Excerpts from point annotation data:
* * * * *

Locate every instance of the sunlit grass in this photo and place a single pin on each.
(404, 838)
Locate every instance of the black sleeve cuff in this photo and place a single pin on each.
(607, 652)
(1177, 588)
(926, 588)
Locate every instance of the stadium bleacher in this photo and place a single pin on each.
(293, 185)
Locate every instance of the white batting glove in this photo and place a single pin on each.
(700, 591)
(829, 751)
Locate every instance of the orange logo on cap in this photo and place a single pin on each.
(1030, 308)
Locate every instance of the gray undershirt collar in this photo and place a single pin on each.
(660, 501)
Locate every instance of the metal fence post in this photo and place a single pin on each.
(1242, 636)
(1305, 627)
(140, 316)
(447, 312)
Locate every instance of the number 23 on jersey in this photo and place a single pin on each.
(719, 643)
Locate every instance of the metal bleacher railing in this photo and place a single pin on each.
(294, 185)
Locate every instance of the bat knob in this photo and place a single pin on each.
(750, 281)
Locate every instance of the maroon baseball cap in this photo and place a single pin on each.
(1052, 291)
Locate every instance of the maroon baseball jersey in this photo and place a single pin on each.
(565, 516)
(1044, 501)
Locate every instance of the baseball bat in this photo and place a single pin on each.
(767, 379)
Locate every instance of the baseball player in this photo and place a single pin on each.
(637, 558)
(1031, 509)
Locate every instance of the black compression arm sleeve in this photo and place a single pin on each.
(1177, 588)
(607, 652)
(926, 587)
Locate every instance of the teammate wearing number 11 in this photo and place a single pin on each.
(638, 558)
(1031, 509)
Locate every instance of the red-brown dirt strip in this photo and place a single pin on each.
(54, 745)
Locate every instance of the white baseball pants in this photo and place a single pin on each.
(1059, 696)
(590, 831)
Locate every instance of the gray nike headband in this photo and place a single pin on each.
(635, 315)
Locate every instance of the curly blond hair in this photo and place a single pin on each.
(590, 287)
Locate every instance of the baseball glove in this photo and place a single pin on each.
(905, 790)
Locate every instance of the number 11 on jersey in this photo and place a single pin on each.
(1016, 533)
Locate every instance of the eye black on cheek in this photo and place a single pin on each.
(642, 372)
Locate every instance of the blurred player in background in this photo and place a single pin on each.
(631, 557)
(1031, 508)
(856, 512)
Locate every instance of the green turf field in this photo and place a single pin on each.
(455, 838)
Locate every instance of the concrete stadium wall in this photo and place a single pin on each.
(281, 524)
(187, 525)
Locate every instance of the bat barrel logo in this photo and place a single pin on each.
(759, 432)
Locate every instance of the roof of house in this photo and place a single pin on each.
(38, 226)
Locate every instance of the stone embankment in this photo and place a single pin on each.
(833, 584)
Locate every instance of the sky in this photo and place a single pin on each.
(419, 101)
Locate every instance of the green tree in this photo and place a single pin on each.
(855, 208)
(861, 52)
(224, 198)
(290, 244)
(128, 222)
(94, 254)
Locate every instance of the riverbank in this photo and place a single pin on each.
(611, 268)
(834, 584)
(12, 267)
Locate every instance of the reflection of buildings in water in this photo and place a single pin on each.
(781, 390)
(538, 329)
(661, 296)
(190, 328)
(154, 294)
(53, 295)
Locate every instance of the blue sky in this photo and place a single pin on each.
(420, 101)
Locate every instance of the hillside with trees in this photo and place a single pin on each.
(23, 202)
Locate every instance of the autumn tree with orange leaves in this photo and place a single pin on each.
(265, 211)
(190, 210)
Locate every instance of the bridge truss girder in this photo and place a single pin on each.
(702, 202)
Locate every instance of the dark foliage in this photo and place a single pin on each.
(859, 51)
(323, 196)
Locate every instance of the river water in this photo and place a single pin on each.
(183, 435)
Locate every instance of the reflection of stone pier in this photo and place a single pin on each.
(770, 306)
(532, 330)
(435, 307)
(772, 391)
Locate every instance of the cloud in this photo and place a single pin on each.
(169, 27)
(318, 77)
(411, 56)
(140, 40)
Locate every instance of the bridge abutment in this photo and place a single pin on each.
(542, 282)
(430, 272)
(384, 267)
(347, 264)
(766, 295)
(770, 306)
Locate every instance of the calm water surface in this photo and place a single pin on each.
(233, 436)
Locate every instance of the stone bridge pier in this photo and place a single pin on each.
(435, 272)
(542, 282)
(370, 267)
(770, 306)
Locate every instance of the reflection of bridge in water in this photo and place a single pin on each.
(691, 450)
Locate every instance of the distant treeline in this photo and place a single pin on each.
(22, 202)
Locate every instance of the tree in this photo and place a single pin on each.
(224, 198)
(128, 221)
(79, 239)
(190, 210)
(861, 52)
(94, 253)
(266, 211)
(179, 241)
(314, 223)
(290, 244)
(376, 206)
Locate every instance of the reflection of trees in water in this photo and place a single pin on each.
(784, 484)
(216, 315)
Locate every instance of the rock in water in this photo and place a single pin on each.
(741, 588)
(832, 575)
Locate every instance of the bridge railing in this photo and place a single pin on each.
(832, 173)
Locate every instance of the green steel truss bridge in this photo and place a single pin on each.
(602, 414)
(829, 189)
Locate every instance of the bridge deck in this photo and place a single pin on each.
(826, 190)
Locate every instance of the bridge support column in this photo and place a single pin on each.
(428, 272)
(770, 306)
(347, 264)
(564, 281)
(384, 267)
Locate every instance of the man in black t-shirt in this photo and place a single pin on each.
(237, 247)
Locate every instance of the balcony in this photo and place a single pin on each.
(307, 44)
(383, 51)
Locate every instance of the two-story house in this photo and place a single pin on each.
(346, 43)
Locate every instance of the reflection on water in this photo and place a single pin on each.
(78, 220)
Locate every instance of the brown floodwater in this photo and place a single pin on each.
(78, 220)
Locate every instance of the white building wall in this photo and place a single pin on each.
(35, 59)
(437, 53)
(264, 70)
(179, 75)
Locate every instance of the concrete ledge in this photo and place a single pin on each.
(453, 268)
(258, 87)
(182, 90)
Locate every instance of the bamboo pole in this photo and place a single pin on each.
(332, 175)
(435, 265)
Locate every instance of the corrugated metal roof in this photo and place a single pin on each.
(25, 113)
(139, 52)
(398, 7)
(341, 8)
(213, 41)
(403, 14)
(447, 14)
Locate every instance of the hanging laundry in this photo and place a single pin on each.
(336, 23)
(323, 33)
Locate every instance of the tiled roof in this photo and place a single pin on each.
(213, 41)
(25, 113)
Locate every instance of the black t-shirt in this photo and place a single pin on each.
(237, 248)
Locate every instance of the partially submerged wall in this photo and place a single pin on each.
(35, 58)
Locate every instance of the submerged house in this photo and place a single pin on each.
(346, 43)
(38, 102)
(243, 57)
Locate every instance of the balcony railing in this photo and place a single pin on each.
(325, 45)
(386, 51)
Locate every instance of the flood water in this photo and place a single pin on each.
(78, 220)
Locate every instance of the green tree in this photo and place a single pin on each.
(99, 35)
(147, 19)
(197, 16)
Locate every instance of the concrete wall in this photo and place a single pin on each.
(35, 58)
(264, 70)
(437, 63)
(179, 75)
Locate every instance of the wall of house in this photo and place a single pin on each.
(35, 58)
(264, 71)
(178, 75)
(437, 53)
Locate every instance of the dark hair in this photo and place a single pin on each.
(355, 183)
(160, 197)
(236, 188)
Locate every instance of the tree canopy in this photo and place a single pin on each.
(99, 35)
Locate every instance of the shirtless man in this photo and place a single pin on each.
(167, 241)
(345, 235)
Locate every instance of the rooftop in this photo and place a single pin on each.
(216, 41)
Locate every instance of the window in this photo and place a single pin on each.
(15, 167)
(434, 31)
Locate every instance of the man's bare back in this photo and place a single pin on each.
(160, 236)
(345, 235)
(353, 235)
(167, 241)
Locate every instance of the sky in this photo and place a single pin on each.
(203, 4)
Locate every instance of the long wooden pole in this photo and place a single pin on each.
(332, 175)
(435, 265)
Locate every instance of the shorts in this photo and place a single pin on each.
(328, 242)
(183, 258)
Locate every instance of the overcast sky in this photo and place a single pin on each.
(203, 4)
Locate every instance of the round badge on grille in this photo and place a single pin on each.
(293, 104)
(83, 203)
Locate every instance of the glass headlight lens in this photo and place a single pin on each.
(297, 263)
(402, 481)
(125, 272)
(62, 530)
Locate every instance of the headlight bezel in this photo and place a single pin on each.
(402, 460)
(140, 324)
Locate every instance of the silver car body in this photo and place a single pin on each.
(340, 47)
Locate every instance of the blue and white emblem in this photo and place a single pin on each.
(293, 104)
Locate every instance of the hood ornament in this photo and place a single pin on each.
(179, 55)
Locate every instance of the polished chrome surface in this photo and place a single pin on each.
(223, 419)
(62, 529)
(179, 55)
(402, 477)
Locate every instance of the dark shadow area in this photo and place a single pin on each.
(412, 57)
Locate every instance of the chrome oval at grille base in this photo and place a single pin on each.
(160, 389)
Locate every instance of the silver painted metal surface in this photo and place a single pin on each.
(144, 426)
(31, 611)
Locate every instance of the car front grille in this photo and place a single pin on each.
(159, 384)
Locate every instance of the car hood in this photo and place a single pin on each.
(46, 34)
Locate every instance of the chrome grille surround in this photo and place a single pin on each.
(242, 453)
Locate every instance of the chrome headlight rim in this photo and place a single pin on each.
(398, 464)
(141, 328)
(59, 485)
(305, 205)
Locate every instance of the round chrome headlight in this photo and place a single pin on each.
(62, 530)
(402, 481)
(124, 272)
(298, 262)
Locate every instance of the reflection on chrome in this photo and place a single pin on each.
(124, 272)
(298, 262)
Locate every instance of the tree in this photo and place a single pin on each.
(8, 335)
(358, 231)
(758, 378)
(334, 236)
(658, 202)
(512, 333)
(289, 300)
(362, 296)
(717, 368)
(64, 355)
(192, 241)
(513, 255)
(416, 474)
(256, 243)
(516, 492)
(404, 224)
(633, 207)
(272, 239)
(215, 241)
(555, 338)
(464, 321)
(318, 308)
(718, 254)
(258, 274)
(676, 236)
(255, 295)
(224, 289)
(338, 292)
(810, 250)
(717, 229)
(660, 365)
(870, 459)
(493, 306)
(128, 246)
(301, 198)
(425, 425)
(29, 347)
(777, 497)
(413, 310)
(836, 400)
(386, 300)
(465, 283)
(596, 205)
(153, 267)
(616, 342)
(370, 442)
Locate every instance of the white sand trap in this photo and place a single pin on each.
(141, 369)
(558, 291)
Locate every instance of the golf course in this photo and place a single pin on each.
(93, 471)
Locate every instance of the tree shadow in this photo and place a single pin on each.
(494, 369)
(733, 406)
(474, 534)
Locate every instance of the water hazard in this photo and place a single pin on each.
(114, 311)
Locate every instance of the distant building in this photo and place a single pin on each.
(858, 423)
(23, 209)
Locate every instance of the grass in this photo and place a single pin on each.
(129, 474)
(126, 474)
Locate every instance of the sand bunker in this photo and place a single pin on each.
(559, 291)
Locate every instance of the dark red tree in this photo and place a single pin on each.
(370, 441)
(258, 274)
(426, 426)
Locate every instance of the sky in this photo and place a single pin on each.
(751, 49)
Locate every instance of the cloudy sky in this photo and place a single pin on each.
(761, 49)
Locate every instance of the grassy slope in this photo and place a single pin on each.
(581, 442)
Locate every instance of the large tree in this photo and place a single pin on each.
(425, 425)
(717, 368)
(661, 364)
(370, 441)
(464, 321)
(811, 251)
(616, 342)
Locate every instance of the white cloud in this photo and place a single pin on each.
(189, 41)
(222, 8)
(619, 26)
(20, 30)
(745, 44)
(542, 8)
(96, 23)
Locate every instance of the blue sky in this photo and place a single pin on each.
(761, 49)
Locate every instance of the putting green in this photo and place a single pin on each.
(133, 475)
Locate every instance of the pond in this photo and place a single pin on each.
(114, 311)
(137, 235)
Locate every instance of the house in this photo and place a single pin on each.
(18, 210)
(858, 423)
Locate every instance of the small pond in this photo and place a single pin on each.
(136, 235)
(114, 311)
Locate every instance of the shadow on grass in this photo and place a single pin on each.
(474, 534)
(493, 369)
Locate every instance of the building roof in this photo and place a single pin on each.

* * * * *

Starting at the line with "Locate every instance of the putting", copy every line up to and including the last one in the entries above.

Locate every instance of the putting green in this photo and place a single pin on each.
(133, 475)
Locate every instance of the pond in this photo and place a single pin on each.
(114, 311)
(137, 235)
Locate every instance of the house in this photo and place a single pin on each.
(18, 210)
(858, 423)
Locate every instance of the small pond in this photo and place a single pin on each.
(136, 235)
(114, 311)
Locate every instance of the shadow on grass in this photo and place a single pin on each.
(474, 534)
(493, 369)
Locate every instance of the building roof in this photo and place a single pin on each.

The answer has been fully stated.